What you have to do
Could you format the lines of the records below, from the line containing "fixture. Do not skip partially visible ones." through the line containing "[210,16,256,77]" (both included), as a JSON list of strings with one string per line and blank lines left out?

○ ○ ○ ○

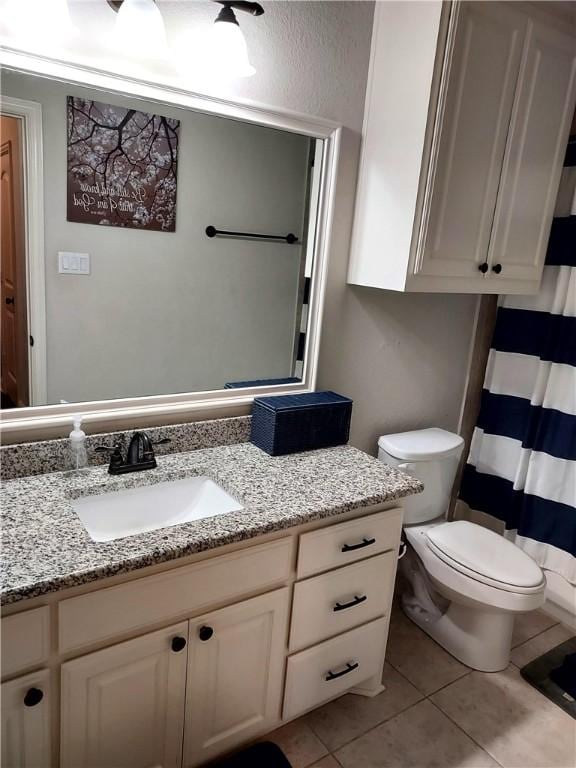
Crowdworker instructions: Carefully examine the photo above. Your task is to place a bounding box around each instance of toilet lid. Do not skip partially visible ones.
[426,520,543,589]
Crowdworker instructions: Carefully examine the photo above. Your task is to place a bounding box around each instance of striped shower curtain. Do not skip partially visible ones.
[460,140,576,584]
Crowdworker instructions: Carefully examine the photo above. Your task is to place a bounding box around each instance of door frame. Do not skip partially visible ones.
[0,96,47,406]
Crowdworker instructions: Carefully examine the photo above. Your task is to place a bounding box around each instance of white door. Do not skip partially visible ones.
[2,669,52,768]
[61,622,188,768]
[489,21,576,280]
[184,588,289,767]
[414,3,527,280]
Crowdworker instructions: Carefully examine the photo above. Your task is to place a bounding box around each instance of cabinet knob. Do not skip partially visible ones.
[198,627,214,641]
[24,688,44,707]
[172,637,186,653]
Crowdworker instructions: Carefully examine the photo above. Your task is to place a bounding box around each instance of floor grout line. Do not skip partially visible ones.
[308,691,426,759]
[427,694,504,768]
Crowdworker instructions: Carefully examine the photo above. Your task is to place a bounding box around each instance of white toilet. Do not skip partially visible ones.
[378,428,546,672]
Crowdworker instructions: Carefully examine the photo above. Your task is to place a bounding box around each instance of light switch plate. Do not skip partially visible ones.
[58,251,90,275]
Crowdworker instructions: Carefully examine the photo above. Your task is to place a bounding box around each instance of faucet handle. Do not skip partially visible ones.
[94,443,124,467]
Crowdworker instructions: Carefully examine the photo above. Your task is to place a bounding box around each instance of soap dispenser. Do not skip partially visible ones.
[70,414,88,471]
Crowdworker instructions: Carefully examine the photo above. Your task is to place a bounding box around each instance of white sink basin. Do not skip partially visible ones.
[72,476,243,541]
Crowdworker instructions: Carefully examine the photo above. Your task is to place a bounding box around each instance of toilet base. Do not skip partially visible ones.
[402,597,515,672]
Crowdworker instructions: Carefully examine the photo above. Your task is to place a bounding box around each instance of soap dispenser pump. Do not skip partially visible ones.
[70,414,88,471]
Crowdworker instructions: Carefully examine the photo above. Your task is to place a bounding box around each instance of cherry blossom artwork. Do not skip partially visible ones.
[67,96,180,232]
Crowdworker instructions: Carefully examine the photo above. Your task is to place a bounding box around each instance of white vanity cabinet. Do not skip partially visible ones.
[60,622,188,768]
[349,1,576,293]
[1,669,53,768]
[2,505,402,768]
[183,588,289,768]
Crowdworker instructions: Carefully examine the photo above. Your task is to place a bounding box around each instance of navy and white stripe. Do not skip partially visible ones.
[460,142,576,584]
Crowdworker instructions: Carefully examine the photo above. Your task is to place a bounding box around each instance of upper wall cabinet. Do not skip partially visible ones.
[349,2,576,293]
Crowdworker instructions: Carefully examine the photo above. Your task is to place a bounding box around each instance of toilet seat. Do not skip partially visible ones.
[404,518,546,613]
[426,520,545,594]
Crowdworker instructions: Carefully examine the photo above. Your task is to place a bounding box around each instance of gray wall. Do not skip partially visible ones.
[0,0,476,451]
[2,73,309,403]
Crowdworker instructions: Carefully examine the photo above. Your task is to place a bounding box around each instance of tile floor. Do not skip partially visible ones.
[269,608,576,768]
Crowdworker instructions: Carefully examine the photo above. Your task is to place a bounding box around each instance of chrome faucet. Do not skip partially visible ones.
[96,432,170,475]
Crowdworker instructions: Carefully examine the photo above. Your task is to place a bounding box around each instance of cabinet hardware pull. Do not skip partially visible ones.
[342,539,376,552]
[24,688,44,707]
[332,595,368,613]
[198,627,214,641]
[171,637,186,653]
[324,661,360,682]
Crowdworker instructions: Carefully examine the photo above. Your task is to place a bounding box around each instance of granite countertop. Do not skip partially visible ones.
[0,443,423,605]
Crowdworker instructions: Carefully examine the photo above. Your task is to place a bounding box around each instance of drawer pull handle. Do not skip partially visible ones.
[170,637,186,653]
[332,595,368,613]
[324,661,360,682]
[198,627,214,643]
[24,688,44,707]
[342,539,376,552]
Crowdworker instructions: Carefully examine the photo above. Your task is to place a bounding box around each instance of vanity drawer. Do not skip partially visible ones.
[290,552,396,651]
[283,618,387,720]
[297,508,402,579]
[2,606,50,677]
[59,537,292,652]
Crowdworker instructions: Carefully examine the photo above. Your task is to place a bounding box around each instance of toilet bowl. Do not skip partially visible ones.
[378,429,546,672]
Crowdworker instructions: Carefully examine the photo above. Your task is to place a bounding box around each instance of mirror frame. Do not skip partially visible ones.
[0,48,342,443]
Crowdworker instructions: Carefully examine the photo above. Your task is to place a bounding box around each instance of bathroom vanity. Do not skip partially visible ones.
[2,443,422,768]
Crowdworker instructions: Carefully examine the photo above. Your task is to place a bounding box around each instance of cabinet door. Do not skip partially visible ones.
[184,588,289,766]
[490,21,576,281]
[2,670,52,768]
[414,3,527,282]
[61,622,188,768]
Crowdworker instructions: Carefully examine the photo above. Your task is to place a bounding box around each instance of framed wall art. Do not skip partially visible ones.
[67,96,180,232]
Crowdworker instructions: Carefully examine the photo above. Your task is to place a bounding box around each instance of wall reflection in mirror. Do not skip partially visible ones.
[0,70,323,408]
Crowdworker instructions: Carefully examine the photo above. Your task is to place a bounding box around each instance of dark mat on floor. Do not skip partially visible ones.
[520,637,576,720]
[214,741,292,768]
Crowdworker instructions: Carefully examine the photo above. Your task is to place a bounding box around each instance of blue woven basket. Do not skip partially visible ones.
[250,392,352,456]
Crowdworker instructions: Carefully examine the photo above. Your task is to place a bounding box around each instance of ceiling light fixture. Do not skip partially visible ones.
[108,0,264,78]
[211,0,264,77]
[108,0,168,59]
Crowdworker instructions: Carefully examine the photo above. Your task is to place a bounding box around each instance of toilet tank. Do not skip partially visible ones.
[378,427,464,525]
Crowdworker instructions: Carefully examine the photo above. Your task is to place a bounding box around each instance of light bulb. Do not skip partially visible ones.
[114,0,167,59]
[173,11,256,85]
[210,16,256,77]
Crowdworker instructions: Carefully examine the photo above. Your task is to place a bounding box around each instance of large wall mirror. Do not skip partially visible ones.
[0,54,337,438]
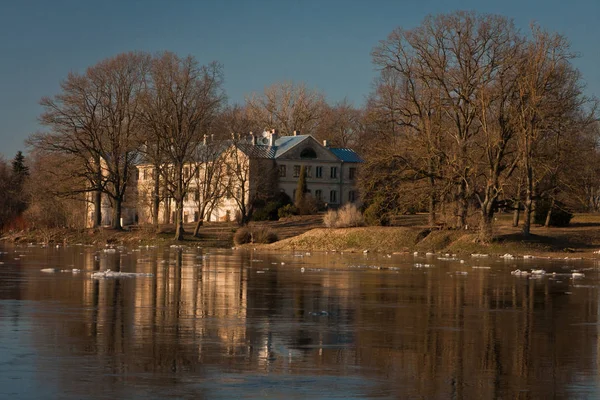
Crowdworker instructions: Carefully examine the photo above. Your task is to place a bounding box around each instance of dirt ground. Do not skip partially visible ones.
[1,214,600,257]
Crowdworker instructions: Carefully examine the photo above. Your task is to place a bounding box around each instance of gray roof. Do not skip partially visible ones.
[329,147,363,162]
[230,135,363,163]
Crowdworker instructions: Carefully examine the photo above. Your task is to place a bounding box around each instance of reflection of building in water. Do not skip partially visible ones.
[12,249,599,398]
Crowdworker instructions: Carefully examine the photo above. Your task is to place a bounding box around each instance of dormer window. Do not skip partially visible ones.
[300,147,317,159]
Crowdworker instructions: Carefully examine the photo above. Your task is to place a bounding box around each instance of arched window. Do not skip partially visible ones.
[300,147,317,159]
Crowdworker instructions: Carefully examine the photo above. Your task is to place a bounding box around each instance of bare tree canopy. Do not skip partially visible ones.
[144,52,225,240]
[246,82,325,136]
[363,11,592,240]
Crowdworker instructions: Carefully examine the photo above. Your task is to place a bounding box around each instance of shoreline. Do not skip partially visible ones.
[0,214,600,259]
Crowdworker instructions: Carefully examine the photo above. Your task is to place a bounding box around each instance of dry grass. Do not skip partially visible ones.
[4,214,600,257]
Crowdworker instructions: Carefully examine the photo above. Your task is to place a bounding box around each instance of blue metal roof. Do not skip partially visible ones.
[329,148,363,163]
[275,135,310,158]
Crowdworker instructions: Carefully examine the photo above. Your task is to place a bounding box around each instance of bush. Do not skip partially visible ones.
[364,202,390,226]
[533,200,573,226]
[252,227,279,244]
[277,204,298,218]
[323,210,337,228]
[252,192,292,221]
[323,204,365,228]
[233,227,279,245]
[233,226,252,245]
[296,193,319,215]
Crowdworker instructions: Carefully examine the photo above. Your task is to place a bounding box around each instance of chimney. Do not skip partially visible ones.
[269,129,277,146]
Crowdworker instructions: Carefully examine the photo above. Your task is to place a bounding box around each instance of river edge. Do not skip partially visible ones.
[0,215,600,259]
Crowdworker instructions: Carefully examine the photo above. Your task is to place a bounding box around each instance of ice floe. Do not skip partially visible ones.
[92,269,154,279]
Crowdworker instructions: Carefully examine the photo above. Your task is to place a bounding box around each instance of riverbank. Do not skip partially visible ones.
[0,214,600,258]
[260,214,600,258]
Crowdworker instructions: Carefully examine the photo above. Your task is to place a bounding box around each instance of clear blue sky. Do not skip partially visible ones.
[0,0,600,158]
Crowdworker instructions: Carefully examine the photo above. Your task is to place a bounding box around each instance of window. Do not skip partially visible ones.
[300,147,317,159]
[315,167,323,178]
[329,190,337,203]
[348,190,356,203]
[348,167,356,180]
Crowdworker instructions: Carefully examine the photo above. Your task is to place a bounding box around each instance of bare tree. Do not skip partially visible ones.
[29,53,149,229]
[144,52,225,240]
[315,99,363,147]
[518,26,593,235]
[193,136,226,236]
[246,82,325,135]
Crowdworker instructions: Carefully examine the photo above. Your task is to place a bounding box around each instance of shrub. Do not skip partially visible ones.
[296,193,319,215]
[533,200,573,226]
[252,192,292,221]
[364,202,390,226]
[338,203,365,228]
[233,226,279,245]
[252,227,279,244]
[277,204,298,218]
[233,226,252,245]
[323,210,337,228]
[323,204,365,228]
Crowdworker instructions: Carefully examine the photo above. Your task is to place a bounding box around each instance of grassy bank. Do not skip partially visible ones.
[2,214,600,257]
[263,214,600,257]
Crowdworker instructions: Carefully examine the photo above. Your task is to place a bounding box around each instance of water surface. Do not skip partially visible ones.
[0,246,600,399]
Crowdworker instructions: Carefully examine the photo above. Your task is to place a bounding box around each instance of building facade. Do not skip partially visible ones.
[91,130,362,225]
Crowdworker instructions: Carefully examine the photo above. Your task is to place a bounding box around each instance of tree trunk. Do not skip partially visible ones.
[479,211,494,243]
[523,167,533,236]
[513,199,521,227]
[194,201,206,237]
[428,160,436,226]
[194,217,204,237]
[111,199,123,231]
[152,168,160,230]
[456,180,468,229]
[544,198,554,228]
[93,190,102,228]
[175,199,185,240]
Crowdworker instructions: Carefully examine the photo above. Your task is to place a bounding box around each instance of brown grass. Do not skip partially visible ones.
[3,214,600,257]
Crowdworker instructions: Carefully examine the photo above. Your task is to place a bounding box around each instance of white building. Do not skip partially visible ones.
[103,130,362,224]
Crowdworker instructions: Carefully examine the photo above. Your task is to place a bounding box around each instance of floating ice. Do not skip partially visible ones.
[92,269,154,279]
[531,269,546,275]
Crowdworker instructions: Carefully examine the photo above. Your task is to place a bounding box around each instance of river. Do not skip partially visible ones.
[0,245,600,399]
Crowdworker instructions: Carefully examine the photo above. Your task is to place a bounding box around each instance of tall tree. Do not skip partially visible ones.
[246,82,325,135]
[144,52,225,240]
[29,52,149,229]
[517,25,593,235]
[294,165,306,209]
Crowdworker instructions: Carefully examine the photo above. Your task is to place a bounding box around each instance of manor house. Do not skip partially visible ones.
[91,130,362,225]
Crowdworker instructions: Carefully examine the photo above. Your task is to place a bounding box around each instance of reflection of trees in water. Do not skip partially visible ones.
[12,249,598,398]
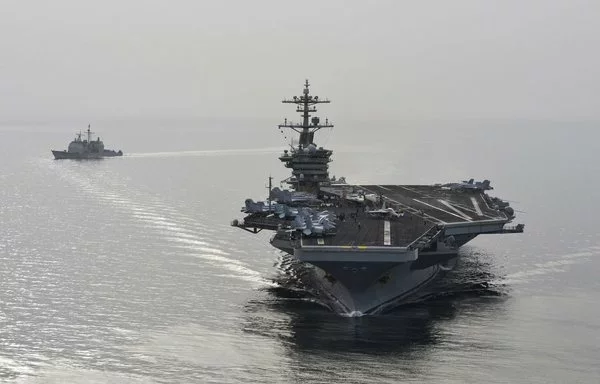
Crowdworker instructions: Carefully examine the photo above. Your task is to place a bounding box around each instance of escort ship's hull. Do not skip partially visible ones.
[52,150,123,160]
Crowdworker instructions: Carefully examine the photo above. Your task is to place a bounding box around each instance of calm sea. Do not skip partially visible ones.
[0,120,600,384]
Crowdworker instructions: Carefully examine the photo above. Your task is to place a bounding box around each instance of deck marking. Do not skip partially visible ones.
[471,196,483,216]
[413,199,474,220]
[438,199,473,221]
[383,220,392,245]
[361,185,447,224]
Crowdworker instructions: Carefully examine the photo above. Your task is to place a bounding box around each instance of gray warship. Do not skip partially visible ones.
[231,80,524,316]
[52,125,123,160]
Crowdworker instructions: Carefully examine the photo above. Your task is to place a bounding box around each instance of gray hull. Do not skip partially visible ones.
[52,150,123,160]
[52,150,104,160]
[313,263,453,316]
[271,239,458,316]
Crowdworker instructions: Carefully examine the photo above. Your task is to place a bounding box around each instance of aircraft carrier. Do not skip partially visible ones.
[232,80,524,316]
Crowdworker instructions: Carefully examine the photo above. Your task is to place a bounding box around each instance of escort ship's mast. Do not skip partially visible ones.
[278,80,333,193]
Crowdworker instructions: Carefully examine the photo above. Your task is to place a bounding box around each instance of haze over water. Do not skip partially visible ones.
[0,0,600,384]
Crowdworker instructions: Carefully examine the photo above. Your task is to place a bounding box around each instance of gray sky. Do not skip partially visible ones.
[0,0,600,120]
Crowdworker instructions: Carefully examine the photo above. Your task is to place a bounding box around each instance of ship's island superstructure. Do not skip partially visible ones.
[52,125,123,160]
[232,81,524,316]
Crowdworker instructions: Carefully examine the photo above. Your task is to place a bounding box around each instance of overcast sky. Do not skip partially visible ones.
[0,0,600,120]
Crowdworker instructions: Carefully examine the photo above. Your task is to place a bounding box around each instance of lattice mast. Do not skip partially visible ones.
[279,80,333,146]
[278,80,333,193]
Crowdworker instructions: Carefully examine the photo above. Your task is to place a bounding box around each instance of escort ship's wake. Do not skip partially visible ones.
[232,81,524,316]
[52,125,123,160]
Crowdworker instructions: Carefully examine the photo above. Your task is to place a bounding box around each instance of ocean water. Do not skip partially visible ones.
[0,120,600,383]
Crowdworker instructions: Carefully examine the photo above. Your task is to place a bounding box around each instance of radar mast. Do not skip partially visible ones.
[278,79,333,147]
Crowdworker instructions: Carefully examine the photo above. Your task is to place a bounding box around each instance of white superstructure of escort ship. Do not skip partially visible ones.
[232,81,524,316]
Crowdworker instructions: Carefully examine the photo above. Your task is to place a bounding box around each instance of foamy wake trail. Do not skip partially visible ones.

○ ○ ○ ○

Response to the task
[
  "Crowdworker instructions: Carefully examine the photo above. Your task is to place a bounding box around each instance of ceiling light fixture. Do not skip partially visible ones.",
  "[108,0,264,78]",
  "[211,0,264,77]",
  "[108,0,168,59]",
  "Crowdworker instructions: Carefully examine the photo above. Your task is to place a bounding box around each instance of toilet tank. Do not skip partially visible ones.",
  "[378,427,464,525]",
  "Crowdworker instructions: Carefully examine the photo above. Your task is to place a bounding box around each instance of light bulb. Do not skip partially visible ones.",
  "[114,0,167,59]",
  "[173,11,256,85]",
  "[210,16,256,77]"
]